Os pelos nos ovos…

O escrutínio a que os políticos estão sujeitos – tal como nós padres – não permite que haja qualquer falha, qualquer irregularidade, qualquer pecado.

Os problemas do Governo português ou, eu diria melhor, os problemas dos governantes portugueses têm feito correr muita tinta. É normal! É natural que exijamos dos nossos governantes o mesmo que eles exigem de nós, isto é, a máquina do Estado geral e das finanças em particular está tão bem montada que qualquer cidadão deste país é incapaz de pagar taxas e impostos no seu devido tempo. No mínimo, esperamos que, da mesma forma, quem governa esta mesma máquina, seja irrepreensível. 

Há, no entanto, uma questão que se me apresenta no momento que estamos a assistir: serão os nossos políticos todos corruptos, como parecem ser, ou haverá um fenómeno de Pânico Moral em que comecemos a ver corrupção por todo o lado?

(Dados de ancoragem de objetos em linguagem natural)
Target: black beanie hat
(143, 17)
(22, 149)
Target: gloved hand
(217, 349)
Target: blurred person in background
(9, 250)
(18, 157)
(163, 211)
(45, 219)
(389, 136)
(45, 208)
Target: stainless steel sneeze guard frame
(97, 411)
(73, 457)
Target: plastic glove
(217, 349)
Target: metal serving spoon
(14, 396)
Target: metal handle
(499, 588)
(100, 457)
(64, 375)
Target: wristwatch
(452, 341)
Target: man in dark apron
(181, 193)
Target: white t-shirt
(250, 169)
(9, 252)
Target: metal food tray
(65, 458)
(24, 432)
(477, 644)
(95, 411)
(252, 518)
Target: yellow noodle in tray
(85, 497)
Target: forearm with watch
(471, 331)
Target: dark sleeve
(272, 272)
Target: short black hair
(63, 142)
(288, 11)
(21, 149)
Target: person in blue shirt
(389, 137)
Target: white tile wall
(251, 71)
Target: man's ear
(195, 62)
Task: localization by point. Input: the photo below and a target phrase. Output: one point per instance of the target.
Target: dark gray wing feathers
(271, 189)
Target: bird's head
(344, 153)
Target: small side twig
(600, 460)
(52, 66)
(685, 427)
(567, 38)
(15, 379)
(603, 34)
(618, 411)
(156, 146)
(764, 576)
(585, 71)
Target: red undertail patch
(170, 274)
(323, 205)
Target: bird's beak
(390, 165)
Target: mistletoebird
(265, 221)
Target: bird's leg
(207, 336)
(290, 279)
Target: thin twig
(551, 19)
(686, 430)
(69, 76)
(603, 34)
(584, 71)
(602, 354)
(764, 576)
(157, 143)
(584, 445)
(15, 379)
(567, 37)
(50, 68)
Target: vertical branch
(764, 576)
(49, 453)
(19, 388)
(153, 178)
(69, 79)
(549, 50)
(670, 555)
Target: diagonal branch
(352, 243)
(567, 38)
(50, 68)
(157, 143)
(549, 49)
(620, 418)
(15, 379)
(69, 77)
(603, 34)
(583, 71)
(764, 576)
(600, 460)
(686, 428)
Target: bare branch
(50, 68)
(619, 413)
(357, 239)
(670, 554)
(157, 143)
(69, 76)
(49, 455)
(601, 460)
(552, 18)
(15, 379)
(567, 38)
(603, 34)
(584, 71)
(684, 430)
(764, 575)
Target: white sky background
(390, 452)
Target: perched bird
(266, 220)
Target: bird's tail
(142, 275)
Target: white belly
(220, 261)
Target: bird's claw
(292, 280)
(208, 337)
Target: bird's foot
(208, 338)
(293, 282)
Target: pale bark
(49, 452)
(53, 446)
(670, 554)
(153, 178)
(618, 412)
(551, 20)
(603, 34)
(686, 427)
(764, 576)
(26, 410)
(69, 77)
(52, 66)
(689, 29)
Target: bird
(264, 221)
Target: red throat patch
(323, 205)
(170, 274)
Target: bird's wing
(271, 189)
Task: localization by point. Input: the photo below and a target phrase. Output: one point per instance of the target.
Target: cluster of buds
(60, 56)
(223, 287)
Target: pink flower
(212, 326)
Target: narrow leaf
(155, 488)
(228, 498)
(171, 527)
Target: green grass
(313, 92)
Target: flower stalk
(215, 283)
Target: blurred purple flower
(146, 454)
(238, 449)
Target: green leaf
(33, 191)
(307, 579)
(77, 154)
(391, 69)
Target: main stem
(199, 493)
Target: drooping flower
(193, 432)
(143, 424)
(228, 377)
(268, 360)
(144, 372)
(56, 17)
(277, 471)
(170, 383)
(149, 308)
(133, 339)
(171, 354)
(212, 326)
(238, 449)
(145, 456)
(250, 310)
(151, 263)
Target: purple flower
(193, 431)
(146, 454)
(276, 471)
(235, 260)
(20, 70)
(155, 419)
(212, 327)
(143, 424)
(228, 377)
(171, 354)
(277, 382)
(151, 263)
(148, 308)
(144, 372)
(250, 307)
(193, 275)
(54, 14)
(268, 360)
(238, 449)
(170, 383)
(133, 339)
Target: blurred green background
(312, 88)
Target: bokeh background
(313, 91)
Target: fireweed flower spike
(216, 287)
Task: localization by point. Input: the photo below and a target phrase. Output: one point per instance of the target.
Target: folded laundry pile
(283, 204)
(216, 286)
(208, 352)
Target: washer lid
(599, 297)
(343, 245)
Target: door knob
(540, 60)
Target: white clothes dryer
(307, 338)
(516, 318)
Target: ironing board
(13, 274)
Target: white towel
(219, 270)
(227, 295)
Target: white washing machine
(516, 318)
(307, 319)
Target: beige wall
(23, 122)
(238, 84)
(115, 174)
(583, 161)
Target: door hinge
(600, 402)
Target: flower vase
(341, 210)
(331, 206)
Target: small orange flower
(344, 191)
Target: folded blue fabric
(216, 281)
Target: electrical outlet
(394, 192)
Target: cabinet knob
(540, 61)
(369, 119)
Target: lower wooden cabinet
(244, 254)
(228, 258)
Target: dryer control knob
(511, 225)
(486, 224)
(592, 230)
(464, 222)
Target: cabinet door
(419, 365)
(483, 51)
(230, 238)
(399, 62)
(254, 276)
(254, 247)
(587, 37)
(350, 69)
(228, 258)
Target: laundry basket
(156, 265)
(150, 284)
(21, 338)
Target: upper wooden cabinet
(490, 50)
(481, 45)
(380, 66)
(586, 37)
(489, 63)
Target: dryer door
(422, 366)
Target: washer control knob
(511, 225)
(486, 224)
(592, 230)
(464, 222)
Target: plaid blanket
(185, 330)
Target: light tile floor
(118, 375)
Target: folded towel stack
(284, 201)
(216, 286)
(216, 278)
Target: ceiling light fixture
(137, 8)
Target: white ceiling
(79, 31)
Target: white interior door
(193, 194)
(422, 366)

* [ENUNCIADO DO EXERCÍCIO]:
Dê continuidade ao texto sobre o escrutínio dos governantes portugueses, a partir da última frase apresentada.

* [RESPOSTA À TAREFA]:
O escrutínio a que os políticos estão sujeitos – tal como nós padres – não permite que haja qualquer falha, qualquer irregularidade, qualquer pecado. Mas será possível? Será possível haver um padre imaculado? Será possível haver um político impecável? 

Penso não ser difícil responder objetivamente a esta questão. A resposta é: Não! Não é possível termos padres imaculados, políticos impecáveis, médicos sem maldades, professores intocáveis! 

Nós, acima de tudo, procuramos construir o céu na terra. Quisemos encontrar um modelo de sociedade impecável, governado por todos e para todos, sem princípios filosóficos apriorísticos, isto é, sem valores metafísicos. Os valores passaram a ser, apenas, uma construção da comunidade. E, na realidade, quisemos construir uma sociedade de santos, mas esquecemo-nos que nós somos tudo menos santos – o nosso coração tem, no seu interior, um veneno que nos leva a viver para nós próprios.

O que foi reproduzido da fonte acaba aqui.